• **Written request**
Pull out every line of the records below and copy each one word for word, in the same order.

○ ○ ○ ○ ○ ○ ○

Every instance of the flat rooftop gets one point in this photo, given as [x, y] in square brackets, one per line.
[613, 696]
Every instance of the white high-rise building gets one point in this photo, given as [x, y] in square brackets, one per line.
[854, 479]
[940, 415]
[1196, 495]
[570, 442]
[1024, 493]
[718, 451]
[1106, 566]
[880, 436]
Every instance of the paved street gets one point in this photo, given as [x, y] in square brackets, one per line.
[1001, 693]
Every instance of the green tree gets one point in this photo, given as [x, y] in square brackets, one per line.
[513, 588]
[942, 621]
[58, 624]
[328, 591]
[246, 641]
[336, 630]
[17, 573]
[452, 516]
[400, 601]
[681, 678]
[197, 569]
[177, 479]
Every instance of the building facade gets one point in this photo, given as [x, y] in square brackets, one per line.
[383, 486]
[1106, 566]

○ ○ ○ ○ ○ ○ ○

• **Exercise solution**
Every instance of the flat rooftop gets one point in this photo, given as [x, y] in square brackets, one per line.
[613, 696]
Every instance of the white high-rise building gets one point in this photo, given as [x, y] in square brackets, one per line.
[854, 479]
[940, 415]
[1196, 495]
[570, 442]
[1024, 493]
[718, 451]
[1106, 566]
[880, 436]
Every instance of the paved street gets one point in this photo, given as [x, y] in square brackets, one per line.
[1001, 693]
Every instance of the green tree gets one point in this photo, given as [x, y] in square brackets, one per line.
[513, 588]
[942, 621]
[58, 624]
[328, 591]
[246, 641]
[336, 630]
[17, 573]
[452, 516]
[400, 601]
[681, 678]
[197, 569]
[177, 479]
Every instance of the building facade gets one point in this photo, given as [x, y] in square brackets, one per line.
[383, 486]
[1106, 566]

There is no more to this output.